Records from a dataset
· · · · · · ·

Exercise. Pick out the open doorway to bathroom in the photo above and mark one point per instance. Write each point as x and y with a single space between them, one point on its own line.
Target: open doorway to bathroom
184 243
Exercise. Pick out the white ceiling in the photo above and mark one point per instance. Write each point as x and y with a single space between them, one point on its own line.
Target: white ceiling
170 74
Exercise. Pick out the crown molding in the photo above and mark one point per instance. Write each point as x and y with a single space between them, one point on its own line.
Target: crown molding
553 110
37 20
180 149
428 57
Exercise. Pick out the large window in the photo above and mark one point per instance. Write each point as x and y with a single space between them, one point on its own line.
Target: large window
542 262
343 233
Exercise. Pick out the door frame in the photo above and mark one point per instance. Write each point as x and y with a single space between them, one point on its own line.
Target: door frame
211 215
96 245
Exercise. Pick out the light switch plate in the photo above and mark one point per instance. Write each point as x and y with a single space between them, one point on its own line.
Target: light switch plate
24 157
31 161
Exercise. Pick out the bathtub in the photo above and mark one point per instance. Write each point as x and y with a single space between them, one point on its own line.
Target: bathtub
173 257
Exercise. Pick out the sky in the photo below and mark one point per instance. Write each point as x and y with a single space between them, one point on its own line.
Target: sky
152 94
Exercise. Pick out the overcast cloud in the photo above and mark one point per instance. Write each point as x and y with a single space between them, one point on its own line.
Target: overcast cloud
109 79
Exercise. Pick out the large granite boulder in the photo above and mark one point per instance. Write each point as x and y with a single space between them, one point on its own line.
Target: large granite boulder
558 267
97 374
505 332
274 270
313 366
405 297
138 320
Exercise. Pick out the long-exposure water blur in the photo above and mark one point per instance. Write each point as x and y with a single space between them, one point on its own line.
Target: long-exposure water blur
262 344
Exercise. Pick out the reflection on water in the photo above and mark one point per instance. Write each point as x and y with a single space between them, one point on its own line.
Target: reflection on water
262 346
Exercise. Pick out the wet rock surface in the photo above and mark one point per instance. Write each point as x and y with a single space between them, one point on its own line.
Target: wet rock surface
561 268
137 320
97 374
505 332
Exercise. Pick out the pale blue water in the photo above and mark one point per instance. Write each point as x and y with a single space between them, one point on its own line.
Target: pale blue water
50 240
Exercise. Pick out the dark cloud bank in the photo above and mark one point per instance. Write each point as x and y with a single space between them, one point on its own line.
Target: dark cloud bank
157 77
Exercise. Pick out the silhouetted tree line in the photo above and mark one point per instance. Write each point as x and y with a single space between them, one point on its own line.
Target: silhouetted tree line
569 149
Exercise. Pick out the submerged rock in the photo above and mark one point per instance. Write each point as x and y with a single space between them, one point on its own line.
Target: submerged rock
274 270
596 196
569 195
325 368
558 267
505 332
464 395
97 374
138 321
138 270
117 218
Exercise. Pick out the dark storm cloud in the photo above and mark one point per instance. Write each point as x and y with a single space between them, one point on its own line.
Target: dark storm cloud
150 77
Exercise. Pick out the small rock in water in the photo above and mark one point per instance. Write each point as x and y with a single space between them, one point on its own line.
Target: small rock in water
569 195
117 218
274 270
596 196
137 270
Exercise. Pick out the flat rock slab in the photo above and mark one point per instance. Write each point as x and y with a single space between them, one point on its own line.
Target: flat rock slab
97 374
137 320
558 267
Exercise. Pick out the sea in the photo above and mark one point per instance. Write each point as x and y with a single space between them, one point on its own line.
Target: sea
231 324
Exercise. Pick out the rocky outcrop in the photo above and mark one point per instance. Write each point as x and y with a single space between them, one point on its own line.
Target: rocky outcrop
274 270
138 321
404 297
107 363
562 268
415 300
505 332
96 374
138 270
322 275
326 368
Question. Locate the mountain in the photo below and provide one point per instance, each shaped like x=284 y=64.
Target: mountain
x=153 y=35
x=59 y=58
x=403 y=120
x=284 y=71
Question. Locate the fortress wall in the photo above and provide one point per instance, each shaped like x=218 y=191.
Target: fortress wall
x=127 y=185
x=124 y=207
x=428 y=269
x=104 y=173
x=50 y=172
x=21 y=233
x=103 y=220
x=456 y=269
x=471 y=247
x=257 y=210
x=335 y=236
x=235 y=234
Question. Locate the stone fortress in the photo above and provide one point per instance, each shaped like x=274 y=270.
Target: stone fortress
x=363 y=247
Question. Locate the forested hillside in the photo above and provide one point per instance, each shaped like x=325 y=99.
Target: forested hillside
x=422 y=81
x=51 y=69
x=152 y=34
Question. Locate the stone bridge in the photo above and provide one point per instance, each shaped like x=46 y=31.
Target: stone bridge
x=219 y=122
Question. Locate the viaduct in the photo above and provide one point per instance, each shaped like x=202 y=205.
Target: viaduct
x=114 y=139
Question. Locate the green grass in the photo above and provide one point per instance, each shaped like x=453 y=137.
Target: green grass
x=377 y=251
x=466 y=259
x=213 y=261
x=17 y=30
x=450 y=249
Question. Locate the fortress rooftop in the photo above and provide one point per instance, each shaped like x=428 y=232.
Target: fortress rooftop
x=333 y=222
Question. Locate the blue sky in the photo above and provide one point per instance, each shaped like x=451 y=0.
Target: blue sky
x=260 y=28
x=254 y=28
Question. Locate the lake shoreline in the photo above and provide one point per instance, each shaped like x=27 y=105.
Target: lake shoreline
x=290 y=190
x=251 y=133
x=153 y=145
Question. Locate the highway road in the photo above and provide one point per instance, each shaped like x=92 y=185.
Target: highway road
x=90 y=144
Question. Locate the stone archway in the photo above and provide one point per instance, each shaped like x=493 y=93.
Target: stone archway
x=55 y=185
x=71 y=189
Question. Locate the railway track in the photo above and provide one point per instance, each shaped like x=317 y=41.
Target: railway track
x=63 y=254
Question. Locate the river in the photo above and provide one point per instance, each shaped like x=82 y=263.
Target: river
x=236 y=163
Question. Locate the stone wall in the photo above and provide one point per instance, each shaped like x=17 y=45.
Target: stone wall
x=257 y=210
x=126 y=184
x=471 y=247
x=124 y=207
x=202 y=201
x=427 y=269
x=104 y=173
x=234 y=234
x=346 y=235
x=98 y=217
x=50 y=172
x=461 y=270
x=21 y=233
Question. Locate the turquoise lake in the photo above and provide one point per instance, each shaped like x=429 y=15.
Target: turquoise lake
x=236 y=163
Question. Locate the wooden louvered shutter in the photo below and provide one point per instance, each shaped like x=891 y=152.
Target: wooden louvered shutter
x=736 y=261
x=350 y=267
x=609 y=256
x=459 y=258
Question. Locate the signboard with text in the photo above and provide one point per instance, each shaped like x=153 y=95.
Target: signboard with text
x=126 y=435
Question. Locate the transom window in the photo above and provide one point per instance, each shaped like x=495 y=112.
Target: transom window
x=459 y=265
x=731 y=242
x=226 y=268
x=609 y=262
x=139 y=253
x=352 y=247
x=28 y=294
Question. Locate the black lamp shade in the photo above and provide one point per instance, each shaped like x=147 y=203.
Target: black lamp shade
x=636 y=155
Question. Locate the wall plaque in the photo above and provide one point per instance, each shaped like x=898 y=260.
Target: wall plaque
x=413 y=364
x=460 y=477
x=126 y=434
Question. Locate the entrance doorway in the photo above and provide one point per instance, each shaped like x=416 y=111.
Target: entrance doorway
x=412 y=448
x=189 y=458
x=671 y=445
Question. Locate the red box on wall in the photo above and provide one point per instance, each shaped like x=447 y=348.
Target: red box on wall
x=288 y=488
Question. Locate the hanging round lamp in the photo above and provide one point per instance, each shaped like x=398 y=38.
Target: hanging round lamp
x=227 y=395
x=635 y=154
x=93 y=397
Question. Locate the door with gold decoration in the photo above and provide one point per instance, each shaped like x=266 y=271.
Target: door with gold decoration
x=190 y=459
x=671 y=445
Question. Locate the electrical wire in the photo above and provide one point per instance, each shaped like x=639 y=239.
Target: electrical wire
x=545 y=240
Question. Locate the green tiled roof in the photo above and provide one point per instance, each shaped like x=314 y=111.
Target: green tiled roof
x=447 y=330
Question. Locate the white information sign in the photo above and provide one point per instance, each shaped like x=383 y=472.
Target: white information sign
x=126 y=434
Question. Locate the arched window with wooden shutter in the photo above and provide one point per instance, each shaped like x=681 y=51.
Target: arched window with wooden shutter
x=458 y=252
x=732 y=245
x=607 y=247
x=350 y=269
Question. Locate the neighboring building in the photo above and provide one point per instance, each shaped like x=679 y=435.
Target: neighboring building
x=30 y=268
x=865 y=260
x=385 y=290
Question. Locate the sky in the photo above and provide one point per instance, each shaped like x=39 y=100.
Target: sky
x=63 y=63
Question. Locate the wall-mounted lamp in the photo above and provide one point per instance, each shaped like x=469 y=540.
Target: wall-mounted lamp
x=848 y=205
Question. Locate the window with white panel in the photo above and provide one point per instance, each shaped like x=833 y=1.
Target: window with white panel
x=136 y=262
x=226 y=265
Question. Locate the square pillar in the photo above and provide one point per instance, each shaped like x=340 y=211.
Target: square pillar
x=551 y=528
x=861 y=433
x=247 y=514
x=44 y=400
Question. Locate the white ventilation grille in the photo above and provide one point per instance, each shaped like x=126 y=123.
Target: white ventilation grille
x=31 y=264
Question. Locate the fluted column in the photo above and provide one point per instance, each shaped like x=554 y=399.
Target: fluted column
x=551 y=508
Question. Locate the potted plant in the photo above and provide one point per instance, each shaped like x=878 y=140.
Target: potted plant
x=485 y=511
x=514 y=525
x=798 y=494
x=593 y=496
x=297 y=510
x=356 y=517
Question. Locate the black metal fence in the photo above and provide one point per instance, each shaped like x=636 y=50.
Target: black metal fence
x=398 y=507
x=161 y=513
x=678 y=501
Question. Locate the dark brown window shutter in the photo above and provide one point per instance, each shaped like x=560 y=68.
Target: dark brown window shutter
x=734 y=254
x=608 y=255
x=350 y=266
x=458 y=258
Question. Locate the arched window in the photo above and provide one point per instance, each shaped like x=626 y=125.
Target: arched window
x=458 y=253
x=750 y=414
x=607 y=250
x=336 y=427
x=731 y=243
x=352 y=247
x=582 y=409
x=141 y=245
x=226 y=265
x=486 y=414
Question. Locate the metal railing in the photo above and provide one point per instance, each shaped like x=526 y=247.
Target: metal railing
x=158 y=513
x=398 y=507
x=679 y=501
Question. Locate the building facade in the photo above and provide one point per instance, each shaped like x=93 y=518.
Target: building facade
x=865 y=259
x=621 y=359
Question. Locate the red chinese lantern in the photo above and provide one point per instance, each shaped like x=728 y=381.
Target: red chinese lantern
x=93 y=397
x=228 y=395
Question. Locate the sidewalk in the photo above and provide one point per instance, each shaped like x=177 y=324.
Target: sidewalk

· · · · · · ·

Among the entries above, how many lines hold the string "below"? Answer with the number only.

3